--- start Data to process ---
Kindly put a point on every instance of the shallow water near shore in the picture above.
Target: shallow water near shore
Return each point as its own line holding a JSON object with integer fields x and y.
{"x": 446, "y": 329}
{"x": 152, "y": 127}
--- end Data to process ---
**Exercise:** Rewrite all of the data above with "shallow water near shore" replaced by "shallow coastal water" everywhere it occurs, keeping every other word the same.

**Full response:**
Kindly put a point on every instance of the shallow coastal water in the picture above.
Target: shallow coastal water
Return each point as its own line holding a JSON object with integer fields x and y.
{"x": 446, "y": 329}
{"x": 152, "y": 127}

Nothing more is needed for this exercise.